Rows from a segmentation dataset:
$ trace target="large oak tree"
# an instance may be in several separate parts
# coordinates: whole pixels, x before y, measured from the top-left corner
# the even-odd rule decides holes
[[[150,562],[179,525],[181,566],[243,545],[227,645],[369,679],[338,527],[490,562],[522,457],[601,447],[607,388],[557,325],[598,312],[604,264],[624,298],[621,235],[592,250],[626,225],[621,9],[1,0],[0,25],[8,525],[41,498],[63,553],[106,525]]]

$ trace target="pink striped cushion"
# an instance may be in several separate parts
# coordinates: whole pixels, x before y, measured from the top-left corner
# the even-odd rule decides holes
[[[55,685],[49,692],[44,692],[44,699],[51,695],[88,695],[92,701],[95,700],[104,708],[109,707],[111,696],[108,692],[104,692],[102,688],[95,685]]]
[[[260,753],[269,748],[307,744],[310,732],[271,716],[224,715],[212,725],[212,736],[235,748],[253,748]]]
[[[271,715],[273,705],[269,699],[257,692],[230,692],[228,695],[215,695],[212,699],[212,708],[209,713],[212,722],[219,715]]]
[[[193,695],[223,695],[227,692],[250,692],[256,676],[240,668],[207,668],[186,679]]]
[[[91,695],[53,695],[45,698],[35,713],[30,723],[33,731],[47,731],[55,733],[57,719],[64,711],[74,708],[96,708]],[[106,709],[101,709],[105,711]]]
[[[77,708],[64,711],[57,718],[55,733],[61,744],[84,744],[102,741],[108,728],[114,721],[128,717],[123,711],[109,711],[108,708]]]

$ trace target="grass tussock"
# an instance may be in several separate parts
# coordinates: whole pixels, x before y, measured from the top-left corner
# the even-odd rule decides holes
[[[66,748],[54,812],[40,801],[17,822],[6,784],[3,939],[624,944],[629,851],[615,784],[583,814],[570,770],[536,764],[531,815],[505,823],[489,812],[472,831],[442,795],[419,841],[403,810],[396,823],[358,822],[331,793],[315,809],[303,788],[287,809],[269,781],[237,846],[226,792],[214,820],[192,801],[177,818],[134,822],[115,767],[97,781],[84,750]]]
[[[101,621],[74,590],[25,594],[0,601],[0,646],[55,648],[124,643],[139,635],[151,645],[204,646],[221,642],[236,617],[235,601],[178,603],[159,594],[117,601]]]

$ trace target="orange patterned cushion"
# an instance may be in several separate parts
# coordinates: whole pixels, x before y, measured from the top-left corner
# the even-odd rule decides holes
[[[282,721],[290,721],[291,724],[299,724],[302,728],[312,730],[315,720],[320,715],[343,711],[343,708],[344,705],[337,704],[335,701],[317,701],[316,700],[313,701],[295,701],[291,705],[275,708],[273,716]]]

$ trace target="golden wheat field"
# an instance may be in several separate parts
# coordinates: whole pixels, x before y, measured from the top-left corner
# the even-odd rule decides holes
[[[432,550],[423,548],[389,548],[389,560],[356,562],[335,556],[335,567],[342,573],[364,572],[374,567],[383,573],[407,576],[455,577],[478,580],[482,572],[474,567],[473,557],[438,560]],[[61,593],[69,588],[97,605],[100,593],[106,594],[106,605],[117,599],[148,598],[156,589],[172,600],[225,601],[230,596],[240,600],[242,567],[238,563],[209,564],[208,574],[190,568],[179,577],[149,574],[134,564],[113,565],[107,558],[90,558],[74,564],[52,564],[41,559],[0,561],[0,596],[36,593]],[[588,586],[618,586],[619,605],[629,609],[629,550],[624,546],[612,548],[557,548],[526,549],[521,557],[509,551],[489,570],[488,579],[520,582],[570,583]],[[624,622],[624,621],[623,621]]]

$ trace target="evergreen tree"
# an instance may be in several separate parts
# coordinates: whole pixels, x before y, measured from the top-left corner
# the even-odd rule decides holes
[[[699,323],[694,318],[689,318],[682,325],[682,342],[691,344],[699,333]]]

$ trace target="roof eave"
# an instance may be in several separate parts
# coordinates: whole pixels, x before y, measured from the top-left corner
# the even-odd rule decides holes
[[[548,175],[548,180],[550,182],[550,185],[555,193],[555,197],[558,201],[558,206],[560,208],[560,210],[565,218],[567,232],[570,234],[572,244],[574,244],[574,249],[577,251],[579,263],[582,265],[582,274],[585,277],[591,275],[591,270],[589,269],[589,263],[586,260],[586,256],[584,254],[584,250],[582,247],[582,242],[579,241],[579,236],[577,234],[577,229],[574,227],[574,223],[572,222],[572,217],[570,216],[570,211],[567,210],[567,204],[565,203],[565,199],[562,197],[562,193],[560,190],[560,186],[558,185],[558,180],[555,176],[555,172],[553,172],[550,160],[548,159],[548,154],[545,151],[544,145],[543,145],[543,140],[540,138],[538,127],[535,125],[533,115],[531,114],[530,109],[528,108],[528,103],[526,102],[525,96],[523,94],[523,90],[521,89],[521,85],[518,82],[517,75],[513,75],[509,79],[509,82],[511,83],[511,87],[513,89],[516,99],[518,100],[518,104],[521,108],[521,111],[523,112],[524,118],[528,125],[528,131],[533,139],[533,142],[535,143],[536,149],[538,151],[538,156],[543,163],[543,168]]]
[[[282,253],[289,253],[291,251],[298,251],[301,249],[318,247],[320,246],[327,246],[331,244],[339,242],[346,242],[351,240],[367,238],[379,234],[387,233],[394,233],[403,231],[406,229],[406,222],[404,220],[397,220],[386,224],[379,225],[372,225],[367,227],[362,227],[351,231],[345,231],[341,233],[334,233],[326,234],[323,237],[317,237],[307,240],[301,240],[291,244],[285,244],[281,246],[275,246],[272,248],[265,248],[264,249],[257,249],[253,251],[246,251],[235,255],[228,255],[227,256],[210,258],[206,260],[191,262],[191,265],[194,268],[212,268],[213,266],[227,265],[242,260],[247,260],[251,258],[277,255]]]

__EXERCISE__:
Count the lines above that contain the string "target", matching case exactly. Reply with the number alone.

__SOLUTION TO THE EXERCISE__:
7